[Dataset extracts labeled with boxes]
──────

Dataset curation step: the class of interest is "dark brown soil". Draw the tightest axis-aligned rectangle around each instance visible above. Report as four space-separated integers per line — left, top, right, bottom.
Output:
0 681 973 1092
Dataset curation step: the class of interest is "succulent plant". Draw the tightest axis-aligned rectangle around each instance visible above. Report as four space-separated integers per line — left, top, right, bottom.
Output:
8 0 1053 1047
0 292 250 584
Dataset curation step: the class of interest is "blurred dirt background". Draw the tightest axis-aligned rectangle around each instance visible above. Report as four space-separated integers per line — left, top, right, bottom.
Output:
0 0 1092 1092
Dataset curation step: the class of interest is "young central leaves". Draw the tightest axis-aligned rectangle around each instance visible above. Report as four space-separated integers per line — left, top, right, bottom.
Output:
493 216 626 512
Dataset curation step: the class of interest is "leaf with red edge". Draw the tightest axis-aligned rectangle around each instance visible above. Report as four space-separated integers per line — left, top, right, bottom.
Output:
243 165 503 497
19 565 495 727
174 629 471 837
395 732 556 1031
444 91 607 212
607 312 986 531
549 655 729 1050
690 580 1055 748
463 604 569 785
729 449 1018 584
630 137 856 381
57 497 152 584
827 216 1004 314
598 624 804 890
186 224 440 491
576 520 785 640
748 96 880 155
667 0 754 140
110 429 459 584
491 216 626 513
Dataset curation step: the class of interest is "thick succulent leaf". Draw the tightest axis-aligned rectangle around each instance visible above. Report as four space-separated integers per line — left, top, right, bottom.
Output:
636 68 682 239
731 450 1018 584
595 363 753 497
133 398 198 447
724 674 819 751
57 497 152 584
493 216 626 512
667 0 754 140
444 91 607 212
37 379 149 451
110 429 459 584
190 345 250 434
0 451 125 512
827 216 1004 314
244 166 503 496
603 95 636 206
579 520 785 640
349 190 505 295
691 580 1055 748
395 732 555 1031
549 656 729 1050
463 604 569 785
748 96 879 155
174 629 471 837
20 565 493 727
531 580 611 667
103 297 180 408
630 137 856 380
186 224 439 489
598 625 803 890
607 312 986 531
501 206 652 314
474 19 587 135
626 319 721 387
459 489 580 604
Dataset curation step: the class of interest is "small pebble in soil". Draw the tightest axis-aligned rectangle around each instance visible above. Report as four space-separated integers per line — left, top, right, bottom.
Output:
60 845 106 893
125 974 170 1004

──────

## [Goal]
Reproduce all of the items above line for line, with no alterations.

## [Problem solution]
Dataset curation step: the class of interest is "dark brown soil". Draw the tightest axis-aligned rectangle around each instance visible above. Report as four space-separated integers per line — left, top, right, bottom.
Output:
0 681 973 1092
Dataset curation step: the class of interest is "succulent plant". Draw the tightest axis-aligned rectangle around each instance visible above. Report as four space-separated integers per line — left, top, right, bottom.
Output:
8 0 1053 1047
0 292 250 584
Dataset curation step: the class of interest is "blurred dirt background". Draw the tightest axis-aligned rectangle around each instance visible above. Report as four space-separated integers per line — left, top, right, bottom.
Output:
0 0 1092 1092
Dataset curation step: the class of interest is "young central leaves". Draw the tightest axis-aligned rectangle around each instance visible above. Report as four space-separated integers per line — left, top, right, bottom.
Output:
493 216 626 512
Dataset curation step: the class of interest is "leaf with red edge". Draw the tightest axis-aligned rectangle around each instance visible above. Report as four space-separated integers per line — left, top, right, bottom.
Output:
243 165 503 497
19 565 495 727
174 629 471 837
395 732 556 1031
444 91 607 212
607 312 986 531
549 655 729 1050
690 580 1055 748
463 604 569 785
729 449 1018 584
630 137 856 381
57 497 152 584
827 216 1004 314
598 624 804 890
186 224 440 491
576 520 785 640
748 96 880 155
667 0 754 140
110 429 459 584
491 216 626 513
Dataset curation step: the class of interest is "thick succulent leaf". Draw the tightest axis-aligned rectangle around each instance visible above. Report as four space-separated integers per line — left, top, right, bottom.
Output:
636 68 682 239
731 450 1018 584
595 363 753 497
133 398 198 447
724 674 819 751
57 497 152 584
493 216 626 512
667 0 754 140
444 91 607 212
37 379 149 451
110 429 459 584
190 345 250 434
0 451 125 512
827 216 1004 314
244 166 503 496
603 95 636 206
579 520 785 640
349 190 505 295
691 580 1055 748
395 732 555 1031
549 656 729 1050
463 604 569 785
748 96 879 155
174 629 471 837
20 565 493 727
531 580 611 667
103 297 180 408
630 137 856 380
186 224 439 489
598 625 803 890
607 312 986 531
501 206 652 314
474 19 587 135
626 319 721 387
459 489 580 604
Dataset curation step: the class of interest is "small pebble in soil". Draw the tightest axis-aligned rectangle around each instance visible above. Report as four space-separated integers per line — left, top, right, bottom.
Output:
60 845 106 893
125 974 170 1004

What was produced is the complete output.